SET PROBLEM A — In the page on selecting and configuring foundation models, which class of model is suggested for MangaAssist's grounded multi-turn support?

02: Task 1.2 Select and Configure Foundation Models

AIP-C01 Mapping

Content Domain 1: Foundation Model Integration, Data Management, and Compliance Task 1.2: Select and configure FMs.

Task Goal

Choose the right model strategy for each business capability, decouple the application from any one provider, and ensure model operations remain resilient even when traffic spikes, regions fail, or customized models need to be replaced.

Task User Story

As a GenAI platform owner, I want to evaluate, route, customize, and operate foundation models through policy-driven architecture, So that the business gets the best balance of quality, speed, cost, resilience, and maintainability.

Task Architecture View

graph TD
    A[Application Request] --> B[Model Policy Router]
    B --> C[AppConfig Rules]
    C --> D[Primary FM on Bedrock]
    C --> E[Fallback FM]
    C --> F[Cross-Region Inference]
    C --> G[Customized Model Endpoint]

    D --> H[Telemetry and Quality Tracking]
    E --> H
    F --> H
    G --> H

    H --> I[Model Registry and Lifecycle]
    I --> J[CI/CD Promotion and Rollback]

Skill 1.2.1: Assess and Choose FMs

User Story

As a GenAI architect, I want to evaluate candidate foundation models against the real needs of each workload, So that model choice becomes a disciplined engineering decision rather than a popularity contest.

Deep Dive

The right model depends on the task. The best general model is often the wrong operational choice.

Evaluation Axis	Why It Matters	Example Questions
Capability fit	Determines whether the model can actually perform the task	Does it handle long-context reasoning, tool use, or multimodal inputs?
Latency	Affects user experience and concurrency planning	Can it stay within the session SLA under peak traffic?
Cost	Impacts sustainability of the use case	Is the quality gain worth the additional token or endpoint cost?
Safety and control	Matters for regulated and customer-facing workflows	Can we apply guardrails and trace decisions cleanly?
Operational availability	Shapes reliability	Is the model available in the required regions and quotas?

For MangaAssist, a sensible split might be:

Haiku-class model for classification, drafting, and simple FAQ responses
Sonnet-class model for grounded multi-turn support and recommendation synthesis
Embedding model optimized separately for search quality, not chosen by text-generation brand alignment

Acceptance Signals

Model-selection decisions include benchmarks, tradeoffs, and business implications
Each model has a defined role instead of being used everywhere
Selection criteria include both qualitative review and measurable performance data
Limitations are documented up front, including known weak intents or languages

Skill 1.2.2: Create Flexible Architecture Patterns for Dynamic Model Selection

User Story

As a platform engineer, I want to switch models or providers through configuration rather than code edits, So that the system can adapt quickly to pricing, outages, policy changes, or quality findings.

[Position identification rows]
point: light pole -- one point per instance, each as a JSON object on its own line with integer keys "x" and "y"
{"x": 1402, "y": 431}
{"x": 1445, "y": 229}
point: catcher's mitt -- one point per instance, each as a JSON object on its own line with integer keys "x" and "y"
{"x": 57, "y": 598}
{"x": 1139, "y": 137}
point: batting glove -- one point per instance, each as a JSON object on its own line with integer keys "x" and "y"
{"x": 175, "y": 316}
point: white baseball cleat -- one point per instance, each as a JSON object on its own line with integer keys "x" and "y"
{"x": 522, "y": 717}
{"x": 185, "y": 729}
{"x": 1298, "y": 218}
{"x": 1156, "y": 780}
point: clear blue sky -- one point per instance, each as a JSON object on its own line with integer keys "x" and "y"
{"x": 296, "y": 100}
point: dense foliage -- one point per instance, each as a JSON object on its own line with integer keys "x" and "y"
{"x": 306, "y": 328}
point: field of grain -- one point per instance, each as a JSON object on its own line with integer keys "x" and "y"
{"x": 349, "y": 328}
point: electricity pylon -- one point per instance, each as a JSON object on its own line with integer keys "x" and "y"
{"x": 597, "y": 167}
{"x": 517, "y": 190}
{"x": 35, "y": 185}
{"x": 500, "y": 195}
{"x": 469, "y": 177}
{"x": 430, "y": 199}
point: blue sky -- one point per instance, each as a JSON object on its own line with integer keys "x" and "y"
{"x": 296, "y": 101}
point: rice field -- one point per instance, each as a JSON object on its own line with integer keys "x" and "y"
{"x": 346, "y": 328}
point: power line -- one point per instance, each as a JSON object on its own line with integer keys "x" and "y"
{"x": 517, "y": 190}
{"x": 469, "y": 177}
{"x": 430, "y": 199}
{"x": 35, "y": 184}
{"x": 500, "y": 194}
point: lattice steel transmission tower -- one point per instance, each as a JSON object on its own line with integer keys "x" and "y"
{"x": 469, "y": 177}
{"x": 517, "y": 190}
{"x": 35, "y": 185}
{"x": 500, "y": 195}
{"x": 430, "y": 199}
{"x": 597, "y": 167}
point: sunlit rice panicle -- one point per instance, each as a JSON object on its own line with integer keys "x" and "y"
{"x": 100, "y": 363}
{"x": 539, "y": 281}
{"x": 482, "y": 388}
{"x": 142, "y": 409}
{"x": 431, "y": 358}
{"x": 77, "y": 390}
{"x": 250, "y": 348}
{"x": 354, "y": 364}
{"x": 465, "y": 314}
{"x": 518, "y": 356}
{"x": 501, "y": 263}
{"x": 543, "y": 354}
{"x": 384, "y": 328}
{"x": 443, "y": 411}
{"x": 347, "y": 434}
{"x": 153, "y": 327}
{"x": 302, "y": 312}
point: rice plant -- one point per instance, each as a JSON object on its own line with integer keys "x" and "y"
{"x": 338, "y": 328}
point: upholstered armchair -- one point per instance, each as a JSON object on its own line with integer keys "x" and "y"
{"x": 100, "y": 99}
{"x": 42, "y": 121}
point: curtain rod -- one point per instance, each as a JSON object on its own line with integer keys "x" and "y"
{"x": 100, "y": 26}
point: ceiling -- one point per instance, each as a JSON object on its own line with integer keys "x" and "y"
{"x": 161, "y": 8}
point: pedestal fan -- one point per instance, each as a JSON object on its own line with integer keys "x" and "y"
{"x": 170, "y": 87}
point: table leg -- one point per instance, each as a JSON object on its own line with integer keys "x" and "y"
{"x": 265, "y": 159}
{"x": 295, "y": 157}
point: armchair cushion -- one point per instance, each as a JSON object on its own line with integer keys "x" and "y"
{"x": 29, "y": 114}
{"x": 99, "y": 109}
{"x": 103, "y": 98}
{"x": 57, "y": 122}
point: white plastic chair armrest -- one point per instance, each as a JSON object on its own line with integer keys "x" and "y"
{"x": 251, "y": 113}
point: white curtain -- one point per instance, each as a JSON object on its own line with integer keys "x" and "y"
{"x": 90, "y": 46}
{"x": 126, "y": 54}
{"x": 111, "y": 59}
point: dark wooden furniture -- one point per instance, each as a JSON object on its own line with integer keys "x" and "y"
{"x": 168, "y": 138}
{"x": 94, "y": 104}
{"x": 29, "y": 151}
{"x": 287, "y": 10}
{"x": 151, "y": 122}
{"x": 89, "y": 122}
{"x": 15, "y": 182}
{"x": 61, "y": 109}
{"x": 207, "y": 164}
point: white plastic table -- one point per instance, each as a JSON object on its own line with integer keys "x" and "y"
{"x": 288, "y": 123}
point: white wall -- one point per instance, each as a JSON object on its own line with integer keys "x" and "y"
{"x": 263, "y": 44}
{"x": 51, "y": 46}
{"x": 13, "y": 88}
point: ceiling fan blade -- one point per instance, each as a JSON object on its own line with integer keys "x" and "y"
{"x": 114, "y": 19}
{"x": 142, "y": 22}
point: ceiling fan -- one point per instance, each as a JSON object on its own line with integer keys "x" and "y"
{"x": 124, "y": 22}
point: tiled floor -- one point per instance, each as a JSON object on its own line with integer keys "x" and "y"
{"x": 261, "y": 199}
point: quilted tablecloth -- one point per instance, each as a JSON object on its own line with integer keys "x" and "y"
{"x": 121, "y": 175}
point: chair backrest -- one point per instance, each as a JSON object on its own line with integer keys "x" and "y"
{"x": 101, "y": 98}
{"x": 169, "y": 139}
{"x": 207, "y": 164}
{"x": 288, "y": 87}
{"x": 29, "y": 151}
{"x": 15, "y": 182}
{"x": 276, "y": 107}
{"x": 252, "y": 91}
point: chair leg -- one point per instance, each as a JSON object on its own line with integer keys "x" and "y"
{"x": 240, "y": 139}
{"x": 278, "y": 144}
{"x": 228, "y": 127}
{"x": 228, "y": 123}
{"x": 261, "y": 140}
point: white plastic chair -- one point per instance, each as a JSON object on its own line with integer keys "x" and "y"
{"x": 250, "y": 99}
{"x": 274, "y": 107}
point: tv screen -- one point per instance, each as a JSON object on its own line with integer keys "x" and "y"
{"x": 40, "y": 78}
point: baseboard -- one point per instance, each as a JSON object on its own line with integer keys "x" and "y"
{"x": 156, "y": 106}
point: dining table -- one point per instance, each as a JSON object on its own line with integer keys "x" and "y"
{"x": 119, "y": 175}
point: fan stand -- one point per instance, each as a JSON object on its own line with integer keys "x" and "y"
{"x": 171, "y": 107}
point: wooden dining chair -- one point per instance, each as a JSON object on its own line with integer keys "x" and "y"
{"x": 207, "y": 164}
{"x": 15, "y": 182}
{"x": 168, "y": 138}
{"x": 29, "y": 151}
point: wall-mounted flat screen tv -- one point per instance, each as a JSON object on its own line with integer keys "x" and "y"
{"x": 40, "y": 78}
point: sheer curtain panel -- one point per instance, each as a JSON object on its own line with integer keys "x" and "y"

SET PROBLEM B — Reproduce the rows verbatim, beginning at the line that contains "point: ceiling fan -- one" and stopping after the final line of the rows.

REPLY A — A Sonnet-class model.

REPLY B —
point: ceiling fan -- one point per instance, each as a JSON object on its own line with integer keys "x" and "y"
{"x": 124, "y": 22}
point: tiled floor -- one point per instance, each as a JSON object on its own line with integer keys "x" and "y"
{"x": 261, "y": 199}
point: quilted tablecloth -- one point per instance, each as a JSON object on its own line with integer keys "x" and "y"
{"x": 121, "y": 175}
point: chair backrest -- one point per instance, each as a JSON object on its own line with integer keys "x" and "y"
{"x": 101, "y": 98}
{"x": 169, "y": 139}
{"x": 207, "y": 164}
{"x": 288, "y": 87}
{"x": 29, "y": 151}
{"x": 15, "y": 182}
{"x": 276, "y": 107}
{"x": 252, "y": 91}
point: chair leg -- one point per instance, each as a JSON object on its own line with integer keys "x" and "y"
{"x": 240, "y": 139}
{"x": 278, "y": 144}
{"x": 228, "y": 127}
{"x": 228, "y": 123}
{"x": 261, "y": 140}
point: white plastic chair -- one point per instance, each as a JSON object on its own line with integer keys "x" and "y"
{"x": 250, "y": 99}
{"x": 274, "y": 107}
point: tv screen -- one point per instance, each as a JSON object on its own line with integer keys "x" and "y"
{"x": 40, "y": 78}
point: baseboard -- one point per instance, each as a JSON object on its own line with integer keys "x" and "y"
{"x": 156, "y": 106}
point: dining table -- one point per instance, each as a JSON object on its own line with integer keys "x" and "y"
{"x": 119, "y": 175}
point: fan stand -- one point per instance, each as a JSON object on its own line with integer keys "x" and "y"
{"x": 171, "y": 107}
point: wooden dining chair -- one point per instance, each as a JSON object on its own line with integer keys "x" and "y"
{"x": 207, "y": 164}
{"x": 15, "y": 182}
{"x": 168, "y": 138}
{"x": 29, "y": 151}
point: wall-mounted flat screen tv -- one point per instance, each as a JSON object on its own line with integer keys "x" and "y"
{"x": 40, "y": 78}
point: sheer curtain panel -- one point per instance, each as a JSON object on its own line with integer keys "x" and "y"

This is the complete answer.